### Material for this task
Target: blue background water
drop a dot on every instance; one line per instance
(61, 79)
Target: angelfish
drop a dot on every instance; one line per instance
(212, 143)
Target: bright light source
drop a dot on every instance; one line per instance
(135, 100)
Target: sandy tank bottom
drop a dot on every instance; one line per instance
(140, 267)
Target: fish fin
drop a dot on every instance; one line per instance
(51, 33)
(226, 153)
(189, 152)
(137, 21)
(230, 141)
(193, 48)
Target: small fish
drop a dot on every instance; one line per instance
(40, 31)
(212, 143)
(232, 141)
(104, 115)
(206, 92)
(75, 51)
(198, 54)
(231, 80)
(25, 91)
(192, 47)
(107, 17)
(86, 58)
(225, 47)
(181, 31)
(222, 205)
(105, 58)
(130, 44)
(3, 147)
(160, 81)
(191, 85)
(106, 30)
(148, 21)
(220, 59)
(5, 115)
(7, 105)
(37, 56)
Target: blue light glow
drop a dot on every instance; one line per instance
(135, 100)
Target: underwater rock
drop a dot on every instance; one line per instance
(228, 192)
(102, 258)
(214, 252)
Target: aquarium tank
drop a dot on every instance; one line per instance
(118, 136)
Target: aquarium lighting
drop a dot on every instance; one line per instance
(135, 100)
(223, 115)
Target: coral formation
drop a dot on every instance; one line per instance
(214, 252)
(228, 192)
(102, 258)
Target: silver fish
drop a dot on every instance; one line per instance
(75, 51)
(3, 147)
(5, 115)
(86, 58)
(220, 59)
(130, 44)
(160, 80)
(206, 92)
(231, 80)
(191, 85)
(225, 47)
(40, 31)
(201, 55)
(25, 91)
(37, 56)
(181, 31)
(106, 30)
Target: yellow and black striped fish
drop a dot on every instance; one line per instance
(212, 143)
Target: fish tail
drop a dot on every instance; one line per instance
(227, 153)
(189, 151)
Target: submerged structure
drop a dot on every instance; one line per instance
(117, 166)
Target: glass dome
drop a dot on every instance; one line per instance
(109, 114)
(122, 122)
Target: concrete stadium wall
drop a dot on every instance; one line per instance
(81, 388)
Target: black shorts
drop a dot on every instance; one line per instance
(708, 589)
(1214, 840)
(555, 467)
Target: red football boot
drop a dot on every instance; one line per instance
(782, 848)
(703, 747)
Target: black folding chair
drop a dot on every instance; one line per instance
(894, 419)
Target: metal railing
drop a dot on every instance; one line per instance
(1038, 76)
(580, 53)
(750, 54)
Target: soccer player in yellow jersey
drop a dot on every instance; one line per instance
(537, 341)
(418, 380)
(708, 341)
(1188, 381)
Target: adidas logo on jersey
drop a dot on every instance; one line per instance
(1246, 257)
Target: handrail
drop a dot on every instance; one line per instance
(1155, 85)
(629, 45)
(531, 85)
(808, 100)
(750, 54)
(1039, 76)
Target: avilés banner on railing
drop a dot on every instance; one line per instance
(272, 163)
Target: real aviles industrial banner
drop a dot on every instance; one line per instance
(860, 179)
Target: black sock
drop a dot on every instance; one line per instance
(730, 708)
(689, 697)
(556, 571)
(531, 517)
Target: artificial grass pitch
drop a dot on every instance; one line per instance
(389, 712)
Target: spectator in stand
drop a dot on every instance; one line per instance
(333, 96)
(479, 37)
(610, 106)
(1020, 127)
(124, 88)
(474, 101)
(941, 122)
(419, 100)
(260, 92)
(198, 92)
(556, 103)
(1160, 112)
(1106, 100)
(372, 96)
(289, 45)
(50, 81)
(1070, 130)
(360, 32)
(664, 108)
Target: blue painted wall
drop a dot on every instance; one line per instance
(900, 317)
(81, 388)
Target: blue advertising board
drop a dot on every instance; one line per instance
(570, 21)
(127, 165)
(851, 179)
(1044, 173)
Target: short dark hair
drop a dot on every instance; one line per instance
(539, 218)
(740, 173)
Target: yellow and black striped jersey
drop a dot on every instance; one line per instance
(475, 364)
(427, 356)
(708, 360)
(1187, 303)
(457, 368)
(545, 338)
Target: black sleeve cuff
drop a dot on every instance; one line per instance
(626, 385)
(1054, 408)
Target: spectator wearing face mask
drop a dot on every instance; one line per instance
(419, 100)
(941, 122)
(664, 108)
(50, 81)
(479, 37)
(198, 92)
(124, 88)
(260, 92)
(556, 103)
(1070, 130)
######
- Aim
Take the records above and return them exactly as written.

- Full response
Target: blue background water
drop a dot on every instance; one line per instance
(61, 79)
Target: angelfish
drop a dot on every instance; one line per instance
(212, 143)
Target: bright light source
drop a dot on every instance; one line per instance
(135, 100)
Target: sandy tank bottom
drop a dot on every instance; one line per instance
(140, 267)
Target: fish fin
drop a dot on every instance; one line per instance
(51, 33)
(226, 153)
(189, 152)
(137, 21)
(230, 141)
(193, 48)
Target: small fish
drop a dot on every instance; one line per instance
(40, 31)
(212, 143)
(232, 141)
(104, 115)
(206, 92)
(75, 51)
(198, 54)
(231, 80)
(25, 91)
(192, 47)
(107, 17)
(86, 58)
(225, 47)
(181, 31)
(222, 205)
(105, 58)
(130, 44)
(3, 147)
(160, 81)
(191, 85)
(106, 30)
(148, 21)
(220, 59)
(5, 115)
(7, 105)
(37, 56)
Target: blue light glow
drop a dot on every instance; one line per instance
(135, 100)
Target: underwater rock
drop a dot on every instance; one line per instance
(228, 192)
(102, 258)
(214, 252)
Target: aquarium tank
drop a dot on every instance; one line per instance
(118, 136)
Target: aquarium lighting
drop a dot on every instance; one line per instance
(135, 100)
(223, 115)
Target: coral formation
drop a dot on every instance; one line per instance
(214, 252)
(228, 192)
(102, 258)
Target: silver fish
drop a dot on every instance; one line per instance
(75, 51)
(3, 147)
(5, 115)
(86, 58)
(220, 59)
(130, 44)
(160, 80)
(206, 92)
(231, 80)
(191, 85)
(225, 47)
(40, 31)
(201, 55)
(25, 91)
(37, 56)
(181, 31)
(106, 30)
Target: yellow and black striped fish
drop a dot on every instance; one line per instance
(212, 143)
Target: fish tail
drop a dot on every instance; one line per instance
(227, 153)
(189, 151)
Target: submerged structure
drop a dot on every instance; one line per instance
(117, 166)
Target: glass dome
drop a dot on every instance; one line per instance
(109, 114)
(122, 122)
Target: concrete stadium wall
drop a dot on every instance; one line per instance
(81, 388)
Target: black shorts
drop a dot on every instance; one line per instance
(708, 589)
(1214, 840)
(555, 467)
Target: red football boot
drop a dot on every instance; one line per instance
(782, 848)
(703, 747)
Target: black folding chair
drop a dot on every instance; one line per instance
(894, 419)
Target: metal railing
drop a dot on every instance; one line per instance
(1038, 76)
(580, 53)
(750, 54)
Target: soccer player in yellow jersey
drop a dot on every instance; one line per instance
(537, 341)
(418, 380)
(708, 341)
(1188, 381)
Target: adidas logo on jersey
drop a dot on every instance; one line per instance
(1246, 257)
Target: handrail
drop a dot on every instance; one line per instance
(1155, 85)
(629, 45)
(531, 85)
(808, 100)
(750, 54)
(1039, 76)
Target: avilés banner on railing
drop a dot on every instance; one line per instance
(272, 163)
Target: real aviles industrial banner
drop a dot on every instance; one line per instance
(860, 179)
Target: black sock
drop a dot on every instance; one line per instance
(730, 708)
(689, 697)
(556, 571)
(531, 517)
Target: artificial grass pitch
drop a dot on every instance; one line per instance
(389, 712)
Target: spectator in stand
drop a dot on every instance; one line per instance
(333, 96)
(479, 37)
(610, 106)
(1020, 127)
(124, 88)
(474, 101)
(941, 122)
(419, 100)
(260, 92)
(198, 92)
(556, 103)
(1160, 112)
(1106, 100)
(372, 96)
(289, 45)
(50, 81)
(1070, 130)
(360, 32)
(664, 108)
Target: blue painted wall
drop a dot on every instance; one line per instance
(900, 317)
(81, 388)
Target: blue advertising board
drop a dot on every instance; one line per instance
(570, 21)
(127, 165)
(851, 179)
(1044, 173)
Target: short dark hair
drop a dot on every instance; one line per instance
(539, 218)
(740, 173)
Target: yellow and black striped jersey
drop a dot on every instance; one line per instance
(475, 364)
(427, 356)
(708, 360)
(1187, 303)
(457, 368)
(545, 338)
Target: black sleeve cuff
drop a dot on every instance; one line per instance
(626, 385)
(1054, 408)
Target: spectator wearing face mask
drop a dot on every instance; one line per instance
(419, 100)
(941, 122)
(664, 108)
(50, 81)
(479, 37)
(198, 92)
(124, 88)
(260, 92)
(556, 103)
(1070, 130)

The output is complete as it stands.